§ Task prompt: Could you restate all of the entries, word for word?

=-=-=-=-=

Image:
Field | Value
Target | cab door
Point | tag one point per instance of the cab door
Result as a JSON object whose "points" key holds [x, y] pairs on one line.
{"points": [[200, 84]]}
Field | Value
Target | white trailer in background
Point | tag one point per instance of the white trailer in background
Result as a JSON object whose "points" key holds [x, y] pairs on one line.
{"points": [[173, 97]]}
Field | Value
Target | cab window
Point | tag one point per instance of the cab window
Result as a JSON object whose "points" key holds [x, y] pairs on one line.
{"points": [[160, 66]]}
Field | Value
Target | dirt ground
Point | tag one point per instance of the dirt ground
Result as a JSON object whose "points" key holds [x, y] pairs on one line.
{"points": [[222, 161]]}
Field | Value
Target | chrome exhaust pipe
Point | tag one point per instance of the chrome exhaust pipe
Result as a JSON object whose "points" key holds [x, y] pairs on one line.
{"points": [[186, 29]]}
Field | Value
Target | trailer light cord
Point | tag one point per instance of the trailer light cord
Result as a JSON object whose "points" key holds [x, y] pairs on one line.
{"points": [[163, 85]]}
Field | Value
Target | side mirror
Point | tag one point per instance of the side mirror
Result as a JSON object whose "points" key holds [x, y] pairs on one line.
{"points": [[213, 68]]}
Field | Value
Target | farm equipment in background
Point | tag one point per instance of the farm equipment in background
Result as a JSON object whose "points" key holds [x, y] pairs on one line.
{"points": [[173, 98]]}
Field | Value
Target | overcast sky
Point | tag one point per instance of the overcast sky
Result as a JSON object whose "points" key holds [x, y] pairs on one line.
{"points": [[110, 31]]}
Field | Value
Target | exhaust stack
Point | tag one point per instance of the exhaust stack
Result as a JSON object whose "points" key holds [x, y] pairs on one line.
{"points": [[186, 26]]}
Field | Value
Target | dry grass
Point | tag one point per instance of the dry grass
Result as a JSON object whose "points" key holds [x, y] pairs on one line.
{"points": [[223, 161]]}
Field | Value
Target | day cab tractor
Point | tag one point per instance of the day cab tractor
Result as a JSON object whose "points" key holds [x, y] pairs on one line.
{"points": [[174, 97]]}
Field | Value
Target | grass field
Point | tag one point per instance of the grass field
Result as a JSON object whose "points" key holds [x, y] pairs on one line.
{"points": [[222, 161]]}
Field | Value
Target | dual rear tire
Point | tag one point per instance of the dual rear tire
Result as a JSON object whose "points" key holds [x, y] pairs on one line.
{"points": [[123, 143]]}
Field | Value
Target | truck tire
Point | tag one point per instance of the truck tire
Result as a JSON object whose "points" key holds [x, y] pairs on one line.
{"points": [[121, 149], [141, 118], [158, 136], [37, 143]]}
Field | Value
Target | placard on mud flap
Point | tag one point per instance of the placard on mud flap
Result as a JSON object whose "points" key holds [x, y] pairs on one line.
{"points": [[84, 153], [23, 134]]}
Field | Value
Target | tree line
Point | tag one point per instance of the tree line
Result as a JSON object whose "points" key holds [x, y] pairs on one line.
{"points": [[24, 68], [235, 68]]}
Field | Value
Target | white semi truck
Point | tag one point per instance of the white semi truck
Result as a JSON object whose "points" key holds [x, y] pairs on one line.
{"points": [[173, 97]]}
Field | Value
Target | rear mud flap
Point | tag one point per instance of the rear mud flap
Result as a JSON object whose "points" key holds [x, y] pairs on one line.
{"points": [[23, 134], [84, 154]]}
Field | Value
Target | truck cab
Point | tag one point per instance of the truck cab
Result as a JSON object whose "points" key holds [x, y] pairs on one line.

=-=-=-=-=

§ Problem solution:
Image:
Field | Value
Target | cab door
Point | tag one point per instance of the cab door
Result as a JSON object whose "points" key holds [x, y] pairs on one line.
{"points": [[200, 84]]}
Field | Value
Target | white trailer in background
Point | tag one point per instance of the white trailer in background
Result as a JSON object whose "points" key holds [x, y] pairs on one line.
{"points": [[173, 97]]}
Field | Value
Target | cab window
Point | tag one point per instance of the cab window
Result as a JSON object whose "points" key holds [x, y] pairs on one line.
{"points": [[160, 66]]}
Field | Value
Target | dirt ground
Point | tag one point per instance of the dirt ground
Result as a JSON object whose "points" key holds [x, y] pairs on one line.
{"points": [[222, 161]]}
Field | Value
Target | chrome exhaust pipe
Point | tag one point per instance of the chrome exhaust pipe
Result as a JSON object whose "points" key holds [x, y] pairs on one line.
{"points": [[186, 29]]}
Field | Value
Target | trailer light cord
Point | tag one point per instance of the trailer light cord
Result as a JSON object whose "points" key holds [x, y] pairs on one line.
{"points": [[163, 85]]}
Field | Value
Target | side mirror
Point | tag one point per instance of the side mirror
Result as a JSON object whose "points" key holds [x, y] pairs on one line.
{"points": [[213, 68]]}
Field | Value
Target | farm equipment in background
Point | tag one point per instance of the farm equipment in background
Result as a JSON object whose "points" key holds [x, y] pairs on one line.
{"points": [[173, 98]]}
Field | Value
Target | overcast sky
Point | tag one point per instance of the overcast sky
Result as a JSON object whose "points" key holds [x, y] pairs on one line.
{"points": [[110, 31]]}
Field | Value
Target | exhaust stack
Point | tag one point per instance of the exhaust stack
Result as a JSON object whose "points" key holds [x, y] pairs on one line.
{"points": [[186, 26]]}
Field | Value
Target | dry grass
Point | tag one point per instance of the dry grass
Result as a JSON object whose "points" key holds [x, y] pairs on one line.
{"points": [[223, 161]]}
Field | Value
Target | day cab tractor
Point | tag one point per instance of the day cab tractor
Result as a JSON object whose "points" key holds [x, y] pairs on one line.
{"points": [[174, 97]]}
Field | Value
Target | grass field
Point | tag one point per instance of the grass field
Result as a JSON object whose "points" key holds [x, y] pairs on one line.
{"points": [[222, 161]]}
Field | Value
Target | dual rear tire
Point | tag one point per instance of the dual rear tire
Result as a JSON object whose "points" key holds [x, y] pairs on one line.
{"points": [[123, 143]]}
Field | Value
Target | truck tire
Point | tag one point per instance of the truck tire
Result as a JSON object whose "points" key holds [x, y] pairs on one line.
{"points": [[121, 149], [141, 118], [158, 136], [37, 143]]}
Field | Value
Target | placard on mud flap
Point | tag one point per instance of the placard on mud flap
Result as a JSON object whose "points" key holds [x, y] pairs on one line.
{"points": [[84, 153], [23, 134]]}
Field | Value
Target | tree line
Point | tag one point per instance of the tree line
Result as a JSON object whose "points" key holds [x, y] pairs on one line.
{"points": [[24, 68], [235, 68]]}
Field | Value
Target | white semi truck
Point | tag one point per instance of the white semi truck
Result as a JSON object whose "points" key holds [x, y] pairs on one line.
{"points": [[173, 97]]}
Field | Value
Target | rear mud flap
Point | tag one point per instance of the rear mud flap
Result as a JSON object whose "points" key holds [x, y] pairs on one line.
{"points": [[23, 134], [84, 154]]}
Field | Value
Target | truck cab
Point | tag one point per instance of the truck cab
Result as a JSON object whose "points" key holds [x, y] pairs on one line.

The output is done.